Write out, precisely and in full, each line of the material.

**MATERIALS PROVIDED:**

※ ※ ※

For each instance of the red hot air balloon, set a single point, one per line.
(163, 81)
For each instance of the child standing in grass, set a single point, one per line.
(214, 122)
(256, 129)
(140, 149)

※ ※ ※

**SOLUTION FOR THIS TASK:**
For each instance of the red hot air balloon, set a single point, one per line.
(163, 81)
For each instance of the child standing in grass, set a single point, one per line.
(214, 122)
(256, 129)
(140, 149)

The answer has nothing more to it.